Passage provided –
· · ·
The contractor alleged it was then engaged by the employer. The contractor issued invoices to the employer’s agent who issued payment certificates and pay less notices signed “for and on behalf of [the employer]”. The contractor referred the unpaid invoices to adjudication and was successful. At the enforcement stage the employer alleged no contract between it and the contractor and therefore no dispute.

Eyre J concluded that there clearly was a dispute. He stated that invoices were sent to the employer’s agent. The terms of the invoices, including the order number, made reference to the contractor. More significant are the responses in the agent’s emails, the payment notice, and the pay less notice. Those were clearly issued on behalf of the employer to the contractor. At one point it does seem that the contractor was confused as to the correct contractual counterparty and that is referred to in the letter from the employer’s solicitors which asserted there was no dispute but it was, in fact, itself indicating that there was a dispute because it was denying any liability on the employer’s part to pay the contractor. That must be an indication of a dispute in the context of the invoices, the payment notice and the pay less notices. It is also significant that there was no payment at any stage after the date when the agent said there would be payment and as was indicated in the payment notice.

The short point is that six invoices were rendered by the contractor to the employer. They were treated by the contractor as having been rendered to the employer. That is shown by the payment notice which was clearly issued on behalf of the employer if only as indicated by the reference in the footer which must be the employer’s reference. More significantly the pay less notices relating to two out of the same batch of six invoices were avowedly on behalf of the employer.

The full text of the judgment of Eyre J

1. The Claimant is a company that is engaged in steelwork, cladding, and related fabrication. The Defendant is a single purpose vehicle engaged in the development of a site in Moseley Street in Birmingham. The Claimant was engaged to perform works on that site as a subcontractor to J A Ball. That company went into administration. The Claimant's case is that it was then engaged directly by the Defendant.

2. In November 2020 the Claimant rendered invoices to the Defendant. Rather I should say that it rendered invoices in the following circumstances. The invoices were sent under cover of an email of 9th November 2020 to It is not disputed that Mr Hay was acting on behalf of the defendant company and potentially others in what I will call the Prosperity Group. It is also not disputed that the defendant company did not have its own website or email address. The 9th November email had the subject "Moseley Street invoice - 21289" and said: "Good afternoon, please find enclosed invoice 21289." There were similar emails in respect of the other invoices which were sent on the same date.

3. Invoice 21289 was from the Claimant. It was addressed to "Prosperity Developments" and had the customer order number "Mr C Hay PMSL-015-009" with Bravejoin Limited's job reference "C8390". The other emails and invoices were in similar terms though not all had the PMSL-015-009 reference as well as that of Mr Hay. The total amount of the invoices was £77,500-odd. Those invoices were sent, as I have said, on 9th November.
· · ·
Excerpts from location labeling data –
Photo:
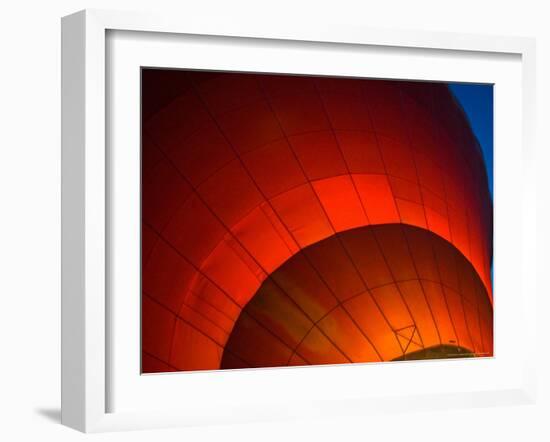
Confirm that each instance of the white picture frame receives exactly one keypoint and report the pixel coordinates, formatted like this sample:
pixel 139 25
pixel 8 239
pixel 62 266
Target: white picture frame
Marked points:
· · ·
Task 1 – Pick out each line of the records that contains the string "pixel", and copy those lines.
Task 2 – Write the next part of the passage on the adjudication dispute, starting after its final sentence.
The passage on the adjudication dispute and the records are unrelated material.

Task output 1 –
Confirm that each instance of the white picture frame receives exactly one keypoint and report the pixel coordinates, formatted like this sample:
pixel 139 25
pixel 8 239
pixel 62 266

Task output 2 –
4. At 12.42 on 19th November Mr Hay responded from the email address on a letterhead which simply said "Prosperity Developments" and gave a Prosperity Developments website. The response was sent to "" and copied in various Bravejoin personnel. The heading of the email was "Re Moseley Street - payment confirmation" and it said "Thank you. I'll have them paid on 11 December 2020."

5. Then twenty minutes later, at 13.03 on 19th November 2020, Mr Hay sent an email with the same subject line, "Moseley Street - payment confirmation" with an attachment "Bravejoin's site valuation 01PDF. The email said:

"Happy days.

Payment certificate number 01 as attached.

I'll send the warranty through hopefully this week so you can complete before 11 December 2020."

6. That email had attached to it on a Prosperity Developments' pro forma a "subcontract valuation" operating for these purposes as a payment notice. It is of note that it had a header: "Bravejoin - site - valuation 01" and that the contract was stated to be "Moseley Street, Birmingham." The body of the document said:

"Subcontract PMSL-15-008. Subcontractor Bravejoin. Works valued up to 15 November 2020. Release date 15 December 2020."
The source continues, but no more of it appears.